# EXERCISES
1. Which words and sentences in the passage on cancer mutations below appear inside quotation marks?
2. How might the passage on cancer mutations below go on? Write the paragraph that follows its last sentence.

Vogelstein said the sheer number and variability of genetic changes in the tumors pose a challenge to one of the main goals of “personalized medicine”—identifying as many cancer-causing mutations as possible and developing an array of targeted drugs, each designed to strike a specific mutation.
Jacks agreed that cancer researchers would have preferred that tumors' mutational landscapes be dominated by the high-frequency “mountains,” as these make attractive targets for the design of new drugs. With conventional DNA sequencing technologies, these prominent mountains were the mutations most readily linked to cancer, he said. But as new methods make it feasible to sequence nearly all the genes in a tumor sample, researchers are beginning to recognize that “the landscape is crowded with changes, mostly occurring at low frequency.”
“It's suggesting that maybe we shouldn't even be focusing so much on the individual genes that are mutated,” Vogelstein said. “Instead, we should be thinking about the functional pathways in which these genes operate. This is a different way of looking at how cancer develops.”

# INFORMATION PROVIDED
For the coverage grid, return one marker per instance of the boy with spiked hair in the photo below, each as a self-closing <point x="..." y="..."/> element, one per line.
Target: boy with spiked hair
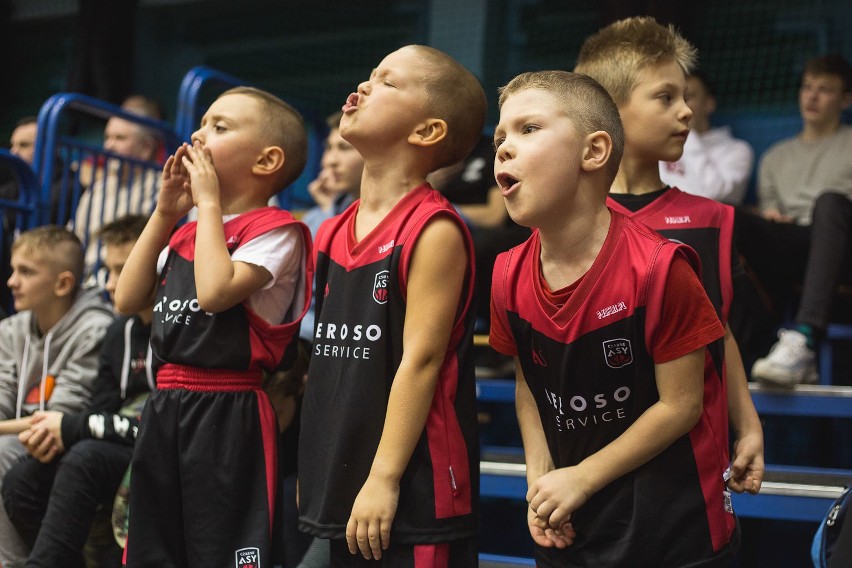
<point x="388" y="465"/>
<point x="643" y="65"/>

# RESULTS OF THE TASKS
1.
- personalized medicine
- mountains
- the landscape is crowded with changes, mostly occurring at low frequency.
- It's suggesting that maybe we shouldn't even be focusing so much on the individual genes that are mutated,
- Instead, we should be thinking about the functional pathways in which these genes operate. This is a different way of looking at how cancer develops.

2.
Indeed, many of the gene abnormalities could be grouped into functional units. For example, when they analyzed the DNA in 24 pancreatic cancers, the scientists identified 12 core signaling pathways that were each abnormal in the great majority of tumors. Some of those pathways regulate apoptosis—the programmed death of abnormal cells—or repair of damaged DNA. Other altered pathways control the rate of cell division, influence how tightly cells stick together, or determine their ability to invade nearby tissues.
In the brain tumor samples, the survey found that the mutated genes could be grouped into similar pathways, such as those controlling growth and apoptosis. However, some of the newly found mutations occurred in pathways involved in nervous system signaling processes not previously known to be altered in any form of cancer. The scientists speculate that this pathway may be specific for glial cell tumorigenesis.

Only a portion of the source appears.